**EXERCISE:**
An exact transcription of the lines below, from the first through the one containing "# test: pointer drops one pin on the blurred", is the only output wanted.

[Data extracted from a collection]
::::::::::
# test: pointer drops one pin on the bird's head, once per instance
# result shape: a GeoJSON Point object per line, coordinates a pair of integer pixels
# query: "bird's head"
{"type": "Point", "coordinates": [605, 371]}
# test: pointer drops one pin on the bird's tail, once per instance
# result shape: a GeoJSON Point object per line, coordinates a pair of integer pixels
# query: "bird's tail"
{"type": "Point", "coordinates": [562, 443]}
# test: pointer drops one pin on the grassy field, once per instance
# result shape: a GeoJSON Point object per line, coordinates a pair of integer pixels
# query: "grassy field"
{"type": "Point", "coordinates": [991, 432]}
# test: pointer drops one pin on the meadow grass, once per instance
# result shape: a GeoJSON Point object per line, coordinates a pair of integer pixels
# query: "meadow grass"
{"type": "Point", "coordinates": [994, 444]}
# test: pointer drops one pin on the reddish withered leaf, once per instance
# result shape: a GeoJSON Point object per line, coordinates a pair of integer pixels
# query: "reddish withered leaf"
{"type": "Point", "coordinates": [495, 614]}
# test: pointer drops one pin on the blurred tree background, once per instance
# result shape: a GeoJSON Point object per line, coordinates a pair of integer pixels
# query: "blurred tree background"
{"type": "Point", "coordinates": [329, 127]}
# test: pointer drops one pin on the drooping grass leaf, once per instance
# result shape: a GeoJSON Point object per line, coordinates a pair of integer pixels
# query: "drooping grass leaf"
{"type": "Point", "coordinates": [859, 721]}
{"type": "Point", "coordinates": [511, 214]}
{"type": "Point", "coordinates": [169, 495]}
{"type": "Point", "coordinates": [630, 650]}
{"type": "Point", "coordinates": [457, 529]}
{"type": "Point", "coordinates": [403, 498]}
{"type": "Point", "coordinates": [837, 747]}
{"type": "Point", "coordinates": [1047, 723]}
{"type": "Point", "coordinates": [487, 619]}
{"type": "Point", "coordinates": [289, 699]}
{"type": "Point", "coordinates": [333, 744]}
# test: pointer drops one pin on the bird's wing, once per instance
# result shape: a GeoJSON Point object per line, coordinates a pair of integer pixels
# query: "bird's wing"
::::::::::
**RESULT OF THIS TASK:**
# test: pointer drops one pin on the bird's head, once per instance
# result shape: a GeoJSON Point object per line, coordinates a pair of integer pixels
# query: "bird's head"
{"type": "Point", "coordinates": [605, 371]}
# test: pointer drops one pin on the bird's tail, once per instance
# result shape: a GeoJSON Point object per line, coordinates a pair of integer pixels
# query: "bird's tail"
{"type": "Point", "coordinates": [562, 443]}
# test: pointer drops one pin on the grassy field, once per instance
# result shape: a GeoJSON Point object per line, coordinates a pair of integer pixels
# query: "grassy field"
{"type": "Point", "coordinates": [991, 432]}
# test: pointer drops one pin on the meadow grass, once per instance
# result shape: a GeoJSON Point object per line, coordinates a pair of integer pixels
# query: "meadow grass"
{"type": "Point", "coordinates": [994, 444]}
# test: pointer drops one pin on the reddish withered leaf, once per instance
# result shape: a GeoJSON Point object per line, coordinates a pair of integer pixels
# query: "reddish withered leaf"
{"type": "Point", "coordinates": [495, 614]}
# test: pointer drops one pin on the blurred tree background, once per instance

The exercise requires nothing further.